TASK REQUIREMENTS: Omit all images. Write out the rest of the material exactly.

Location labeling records
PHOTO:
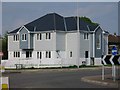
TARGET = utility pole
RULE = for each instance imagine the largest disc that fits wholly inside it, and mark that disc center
(78, 38)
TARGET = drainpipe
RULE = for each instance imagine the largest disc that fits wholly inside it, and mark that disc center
(78, 39)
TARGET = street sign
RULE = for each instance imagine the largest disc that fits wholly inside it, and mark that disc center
(1, 54)
(114, 50)
(111, 60)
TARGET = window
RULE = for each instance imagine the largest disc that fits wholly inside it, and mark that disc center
(28, 54)
(48, 54)
(24, 37)
(39, 36)
(39, 55)
(98, 42)
(16, 54)
(86, 36)
(86, 54)
(48, 35)
(15, 37)
(71, 54)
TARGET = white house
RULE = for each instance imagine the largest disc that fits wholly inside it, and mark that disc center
(54, 40)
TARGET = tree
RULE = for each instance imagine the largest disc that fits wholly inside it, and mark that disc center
(4, 46)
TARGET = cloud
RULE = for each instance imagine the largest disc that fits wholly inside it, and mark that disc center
(94, 10)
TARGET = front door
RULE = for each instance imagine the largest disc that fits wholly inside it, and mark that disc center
(28, 54)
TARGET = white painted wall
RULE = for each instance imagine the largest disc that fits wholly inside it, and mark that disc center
(45, 44)
(71, 40)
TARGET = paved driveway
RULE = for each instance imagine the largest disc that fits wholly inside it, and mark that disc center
(52, 78)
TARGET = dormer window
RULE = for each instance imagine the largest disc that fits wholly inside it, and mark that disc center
(39, 36)
(48, 35)
(24, 38)
(16, 37)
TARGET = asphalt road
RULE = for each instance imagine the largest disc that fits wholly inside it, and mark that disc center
(47, 78)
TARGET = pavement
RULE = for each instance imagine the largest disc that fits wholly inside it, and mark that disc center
(108, 81)
(91, 77)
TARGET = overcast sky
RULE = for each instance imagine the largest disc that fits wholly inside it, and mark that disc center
(17, 14)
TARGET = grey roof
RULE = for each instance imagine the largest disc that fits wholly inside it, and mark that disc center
(57, 22)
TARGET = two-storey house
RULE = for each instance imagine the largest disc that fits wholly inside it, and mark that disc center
(56, 40)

FINISHED EXERCISE:
PHOTO:
TARGET = utility pole
RULE = for each instance imagine the largest disc that fits wholly inside it, and mark that disc center
(78, 38)
TARGET = drainpipe
RULE = for each instance imagine the largest disc that fits wholly inside it, and mark that disc center
(78, 39)
TARGET = street sign
RULE = for each instance imagine the largest disc that fits wholly inside it, and mark that disc center
(1, 54)
(114, 50)
(111, 60)
TARGET = window
RULE = for each instance imagine the largest disc that fits wholly inside it, and mark that disc center
(28, 54)
(48, 54)
(24, 37)
(39, 36)
(39, 55)
(98, 42)
(16, 54)
(86, 36)
(86, 54)
(48, 35)
(15, 37)
(71, 54)
TARGET = white house
RULE = for each instance imagine the largest disc that fits wholly inside it, and mark that disc center
(54, 40)
TARGET = tree
RULE = for each instance imagine the largest disc that fits wholly inside it, and mark that disc center
(4, 46)
TARGET = cloud
RULE = for each instance imagine the largest disc that fits wholly inside it, and mark that disc center
(94, 10)
TARGET = front door
RULE = for each instance imagine the largest disc that fits wholly inside it, and mark that disc center
(28, 54)
TARGET = white painted wall
RULE = for each instance imagine the largest disc that fits wholly inside it, and mark that disc center
(45, 44)
(71, 40)
TARGET = paved driveway
RULE = for each instance imagine the largest disc that fits wholly inside it, and mark that disc center
(52, 78)
TARGET = dormer window
RULE = for each instance imagine the largest disc that fits wholly inside it, and mark that disc center
(39, 36)
(48, 35)
(24, 38)
(16, 37)
TARGET = asphalt road
RULE = for each instance imagine the largest disc that fits wholly inside it, and mark that disc center
(47, 78)
TARGET = pavement
RULE = for each instance imagine the largest disc that fits wholly inside it, and mark that disc center
(108, 81)
(91, 77)
TARGET = overcast sky
RULE = for each instance imagine the largest disc that fits wholly inside it, and mark that disc center
(17, 14)
TARGET = grey roof
RULE = for each instance imagine the largest disc that fits wholly inside it, and mark that disc center
(57, 22)
TARGET = two-storey house
RULE = for each instance imagine the largest disc that fits wholly inside it, and mark that disc center
(56, 40)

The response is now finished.